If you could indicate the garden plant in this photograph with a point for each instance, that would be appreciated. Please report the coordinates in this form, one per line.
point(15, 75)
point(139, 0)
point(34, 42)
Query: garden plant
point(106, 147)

※

▶ _PROBLEM STATEMENT_:
Copy the records above line by line, keeping every word, number and mark unchanged.

▶ _COMPLETE OUTPUT_:
If you could indicate the garden plant in this photograph with a point for each instance, that would be appreciated. Please report the coordinates in this form, one per line.
point(15, 75)
point(139, 0)
point(34, 42)
Query: garden plant
point(106, 147)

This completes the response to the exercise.